> _Required action_
Each line from the beginning of the entries below through the line that includes "1009, row 207." must be returned exactly as given.

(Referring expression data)

____________

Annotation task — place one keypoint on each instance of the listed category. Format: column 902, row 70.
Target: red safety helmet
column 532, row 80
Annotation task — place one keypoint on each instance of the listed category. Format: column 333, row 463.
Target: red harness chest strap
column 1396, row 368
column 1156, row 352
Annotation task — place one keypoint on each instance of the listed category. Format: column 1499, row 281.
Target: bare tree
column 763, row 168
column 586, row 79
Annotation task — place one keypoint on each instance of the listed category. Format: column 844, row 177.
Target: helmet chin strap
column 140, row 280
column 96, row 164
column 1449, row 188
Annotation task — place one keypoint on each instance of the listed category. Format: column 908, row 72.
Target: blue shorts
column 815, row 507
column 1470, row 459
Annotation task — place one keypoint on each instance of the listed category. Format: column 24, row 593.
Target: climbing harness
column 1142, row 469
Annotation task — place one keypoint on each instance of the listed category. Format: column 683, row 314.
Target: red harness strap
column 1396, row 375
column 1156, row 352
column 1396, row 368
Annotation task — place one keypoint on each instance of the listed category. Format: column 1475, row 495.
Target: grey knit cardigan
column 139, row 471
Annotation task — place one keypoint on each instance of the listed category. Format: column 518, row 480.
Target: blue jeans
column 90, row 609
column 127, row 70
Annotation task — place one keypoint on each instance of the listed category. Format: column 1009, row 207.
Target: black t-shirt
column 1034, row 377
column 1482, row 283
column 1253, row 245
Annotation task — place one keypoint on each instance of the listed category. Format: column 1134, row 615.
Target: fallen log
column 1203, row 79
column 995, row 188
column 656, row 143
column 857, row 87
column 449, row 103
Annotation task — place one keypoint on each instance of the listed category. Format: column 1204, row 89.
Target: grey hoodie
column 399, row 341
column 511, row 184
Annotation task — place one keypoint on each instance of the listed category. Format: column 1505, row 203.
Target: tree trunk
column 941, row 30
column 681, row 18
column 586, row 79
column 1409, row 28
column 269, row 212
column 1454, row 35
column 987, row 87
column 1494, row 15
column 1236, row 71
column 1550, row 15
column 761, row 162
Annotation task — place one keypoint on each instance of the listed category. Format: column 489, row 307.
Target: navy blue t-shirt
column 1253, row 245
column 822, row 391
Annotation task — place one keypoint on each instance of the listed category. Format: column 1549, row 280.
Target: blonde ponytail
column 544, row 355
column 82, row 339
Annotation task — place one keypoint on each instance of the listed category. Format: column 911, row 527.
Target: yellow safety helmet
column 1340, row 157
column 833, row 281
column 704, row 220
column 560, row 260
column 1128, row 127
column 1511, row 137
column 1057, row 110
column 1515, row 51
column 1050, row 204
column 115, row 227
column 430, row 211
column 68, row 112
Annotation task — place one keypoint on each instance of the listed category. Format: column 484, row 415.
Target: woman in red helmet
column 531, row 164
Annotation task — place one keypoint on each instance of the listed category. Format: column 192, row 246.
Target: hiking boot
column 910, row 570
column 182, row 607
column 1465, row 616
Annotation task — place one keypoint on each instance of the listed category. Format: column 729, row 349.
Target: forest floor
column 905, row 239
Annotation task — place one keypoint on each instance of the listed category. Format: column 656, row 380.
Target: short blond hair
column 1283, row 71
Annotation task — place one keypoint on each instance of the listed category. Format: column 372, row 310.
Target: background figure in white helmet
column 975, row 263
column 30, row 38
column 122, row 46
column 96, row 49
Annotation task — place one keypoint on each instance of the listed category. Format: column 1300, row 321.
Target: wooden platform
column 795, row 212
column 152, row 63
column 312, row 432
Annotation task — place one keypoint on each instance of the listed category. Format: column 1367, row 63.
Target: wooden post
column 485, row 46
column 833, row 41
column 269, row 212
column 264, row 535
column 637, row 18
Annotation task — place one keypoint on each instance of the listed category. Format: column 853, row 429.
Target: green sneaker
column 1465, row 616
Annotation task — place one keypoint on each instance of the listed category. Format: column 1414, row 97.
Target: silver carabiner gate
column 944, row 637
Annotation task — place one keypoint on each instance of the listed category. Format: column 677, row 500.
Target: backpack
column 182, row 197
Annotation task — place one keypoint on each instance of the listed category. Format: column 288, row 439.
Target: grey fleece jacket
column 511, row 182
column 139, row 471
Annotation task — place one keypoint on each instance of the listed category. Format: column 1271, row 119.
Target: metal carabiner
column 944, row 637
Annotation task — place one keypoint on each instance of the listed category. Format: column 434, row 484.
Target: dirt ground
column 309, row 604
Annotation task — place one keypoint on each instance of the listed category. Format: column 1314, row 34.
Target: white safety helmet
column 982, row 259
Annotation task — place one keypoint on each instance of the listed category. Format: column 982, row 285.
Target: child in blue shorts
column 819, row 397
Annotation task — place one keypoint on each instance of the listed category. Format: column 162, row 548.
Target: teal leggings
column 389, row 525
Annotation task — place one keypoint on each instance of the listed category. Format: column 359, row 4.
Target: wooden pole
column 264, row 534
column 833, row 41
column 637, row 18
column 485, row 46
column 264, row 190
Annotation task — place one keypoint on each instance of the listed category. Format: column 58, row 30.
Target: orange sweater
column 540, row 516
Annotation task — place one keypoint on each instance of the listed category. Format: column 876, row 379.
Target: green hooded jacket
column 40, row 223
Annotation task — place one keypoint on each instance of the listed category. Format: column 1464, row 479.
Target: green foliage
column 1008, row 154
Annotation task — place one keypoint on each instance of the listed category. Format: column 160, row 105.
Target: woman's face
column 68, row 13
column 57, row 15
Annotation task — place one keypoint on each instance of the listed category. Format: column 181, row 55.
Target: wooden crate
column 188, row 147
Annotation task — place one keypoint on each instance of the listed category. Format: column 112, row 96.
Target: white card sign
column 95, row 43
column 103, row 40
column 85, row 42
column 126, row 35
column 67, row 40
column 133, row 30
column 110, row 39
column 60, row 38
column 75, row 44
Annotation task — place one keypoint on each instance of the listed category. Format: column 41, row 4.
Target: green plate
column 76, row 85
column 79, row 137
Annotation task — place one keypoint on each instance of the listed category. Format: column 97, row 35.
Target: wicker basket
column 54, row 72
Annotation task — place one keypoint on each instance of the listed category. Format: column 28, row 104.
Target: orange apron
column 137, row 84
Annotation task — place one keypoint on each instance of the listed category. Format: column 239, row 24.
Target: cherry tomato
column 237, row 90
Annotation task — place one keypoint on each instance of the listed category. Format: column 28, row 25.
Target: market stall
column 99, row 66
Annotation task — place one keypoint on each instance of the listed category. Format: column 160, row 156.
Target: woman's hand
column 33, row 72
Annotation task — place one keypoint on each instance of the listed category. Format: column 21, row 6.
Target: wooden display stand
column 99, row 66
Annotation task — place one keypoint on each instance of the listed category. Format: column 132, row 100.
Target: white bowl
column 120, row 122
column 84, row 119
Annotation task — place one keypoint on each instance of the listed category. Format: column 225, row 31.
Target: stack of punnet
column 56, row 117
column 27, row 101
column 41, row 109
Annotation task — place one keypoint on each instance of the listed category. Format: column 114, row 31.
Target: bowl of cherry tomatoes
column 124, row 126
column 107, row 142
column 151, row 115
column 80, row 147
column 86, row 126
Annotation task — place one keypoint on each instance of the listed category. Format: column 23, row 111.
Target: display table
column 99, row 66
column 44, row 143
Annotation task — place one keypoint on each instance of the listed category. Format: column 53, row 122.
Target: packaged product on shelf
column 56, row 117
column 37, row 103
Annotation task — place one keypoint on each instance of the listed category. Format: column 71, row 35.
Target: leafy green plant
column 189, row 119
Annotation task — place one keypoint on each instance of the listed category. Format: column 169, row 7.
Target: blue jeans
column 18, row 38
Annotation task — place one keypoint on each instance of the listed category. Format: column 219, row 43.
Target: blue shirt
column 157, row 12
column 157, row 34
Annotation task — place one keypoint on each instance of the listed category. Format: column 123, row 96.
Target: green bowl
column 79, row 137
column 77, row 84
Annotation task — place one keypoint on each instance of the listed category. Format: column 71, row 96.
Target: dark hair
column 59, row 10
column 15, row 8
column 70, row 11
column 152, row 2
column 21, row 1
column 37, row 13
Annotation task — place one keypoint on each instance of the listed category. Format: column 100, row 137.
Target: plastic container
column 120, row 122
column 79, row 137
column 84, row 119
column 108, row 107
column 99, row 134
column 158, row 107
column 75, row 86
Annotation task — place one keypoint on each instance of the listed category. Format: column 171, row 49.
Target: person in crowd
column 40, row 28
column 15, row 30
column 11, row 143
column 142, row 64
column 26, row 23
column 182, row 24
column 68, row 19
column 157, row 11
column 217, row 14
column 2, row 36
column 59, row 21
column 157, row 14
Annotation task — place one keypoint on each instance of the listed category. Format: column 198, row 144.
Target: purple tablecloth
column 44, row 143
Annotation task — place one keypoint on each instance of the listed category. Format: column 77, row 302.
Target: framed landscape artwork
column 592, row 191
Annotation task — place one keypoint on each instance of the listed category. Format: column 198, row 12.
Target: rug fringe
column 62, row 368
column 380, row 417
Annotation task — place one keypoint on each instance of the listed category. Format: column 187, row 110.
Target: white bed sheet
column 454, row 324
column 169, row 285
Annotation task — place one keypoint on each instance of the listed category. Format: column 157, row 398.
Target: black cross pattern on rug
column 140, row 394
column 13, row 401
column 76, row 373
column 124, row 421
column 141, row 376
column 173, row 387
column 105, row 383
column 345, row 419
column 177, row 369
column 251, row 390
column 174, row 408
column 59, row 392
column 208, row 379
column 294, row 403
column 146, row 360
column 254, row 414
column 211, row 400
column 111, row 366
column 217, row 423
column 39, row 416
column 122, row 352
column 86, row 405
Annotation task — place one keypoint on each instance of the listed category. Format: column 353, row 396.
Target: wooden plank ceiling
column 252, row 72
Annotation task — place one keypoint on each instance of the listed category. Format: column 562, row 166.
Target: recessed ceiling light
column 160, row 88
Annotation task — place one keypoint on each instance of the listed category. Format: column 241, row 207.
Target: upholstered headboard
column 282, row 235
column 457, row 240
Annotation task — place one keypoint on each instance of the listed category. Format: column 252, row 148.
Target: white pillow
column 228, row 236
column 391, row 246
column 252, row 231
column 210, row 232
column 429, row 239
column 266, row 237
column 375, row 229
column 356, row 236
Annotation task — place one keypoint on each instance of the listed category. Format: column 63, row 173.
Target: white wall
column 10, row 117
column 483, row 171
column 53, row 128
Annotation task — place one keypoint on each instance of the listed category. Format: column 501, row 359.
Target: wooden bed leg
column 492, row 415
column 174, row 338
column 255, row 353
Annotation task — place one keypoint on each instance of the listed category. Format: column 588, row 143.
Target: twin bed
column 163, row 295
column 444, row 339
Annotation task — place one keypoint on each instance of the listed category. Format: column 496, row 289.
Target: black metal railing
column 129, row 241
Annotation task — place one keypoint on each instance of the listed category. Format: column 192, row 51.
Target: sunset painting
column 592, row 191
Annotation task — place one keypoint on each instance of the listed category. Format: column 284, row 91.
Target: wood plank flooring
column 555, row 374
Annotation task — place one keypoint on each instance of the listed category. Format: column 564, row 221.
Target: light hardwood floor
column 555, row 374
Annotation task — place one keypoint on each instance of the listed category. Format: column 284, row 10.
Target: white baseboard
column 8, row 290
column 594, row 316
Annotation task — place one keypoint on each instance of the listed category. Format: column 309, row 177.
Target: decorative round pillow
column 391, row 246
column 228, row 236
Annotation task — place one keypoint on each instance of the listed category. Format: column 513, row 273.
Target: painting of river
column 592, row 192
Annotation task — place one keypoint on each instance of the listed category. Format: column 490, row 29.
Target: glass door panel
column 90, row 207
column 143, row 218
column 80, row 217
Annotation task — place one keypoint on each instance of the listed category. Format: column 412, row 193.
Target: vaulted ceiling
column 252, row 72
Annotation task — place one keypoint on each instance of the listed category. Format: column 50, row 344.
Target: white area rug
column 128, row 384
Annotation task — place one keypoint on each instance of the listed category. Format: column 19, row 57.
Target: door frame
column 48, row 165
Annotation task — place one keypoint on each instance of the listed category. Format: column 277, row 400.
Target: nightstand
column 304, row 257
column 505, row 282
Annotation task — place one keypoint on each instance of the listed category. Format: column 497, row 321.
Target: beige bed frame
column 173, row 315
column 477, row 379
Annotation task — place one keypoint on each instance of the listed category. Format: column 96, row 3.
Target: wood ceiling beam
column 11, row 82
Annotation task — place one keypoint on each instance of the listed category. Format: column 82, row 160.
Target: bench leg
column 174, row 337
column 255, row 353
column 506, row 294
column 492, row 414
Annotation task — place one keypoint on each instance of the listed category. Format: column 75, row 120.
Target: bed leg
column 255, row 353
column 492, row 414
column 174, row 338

____________

> _Reply to the exercise_
Annotation task — place one keypoint on each instance of the listed category. Format: column 902, row 70.
Target: red safety helmet
column 532, row 80
Annotation task — place one keypoint on each instance of the listed category. Format: column 333, row 463.
Target: red harness chest strap
column 1396, row 368
column 1156, row 352
Annotation task — place one keypoint on each instance of the listed category. Format: column 1499, row 281.
Target: bare tree
column 763, row 168
column 586, row 79
Annotation task — place one keypoint on each instance of the listed category. Format: column 844, row 177.
Target: helmet chin strap
column 140, row 280
column 96, row 164
column 1449, row 188
Annotation task — place one keypoint on each instance of the listed category. Format: column 908, row 72.
Target: blue shorts
column 815, row 507
column 1470, row 459
Annotation task — place one keypoint on each instance of the listed category. Format: column 24, row 593.
Target: climbing harness
column 1142, row 469
Annotation task — place one keypoint on each instance of the listed category. Format: column 683, row 314.
Target: red harness strap
column 1396, row 375
column 1156, row 352
column 1396, row 368
Annotation task — place one keypoint on each instance of the listed category. Format: column 1475, row 495.
Target: grey knit cardigan
column 139, row 471
Annotation task — place one keypoint on each instance of the listed category. Format: column 518, row 480.
Target: blue jeans
column 90, row 609
column 127, row 70
Annotation task — place one keypoint on each instance of the listed category. Format: column 1009, row 207.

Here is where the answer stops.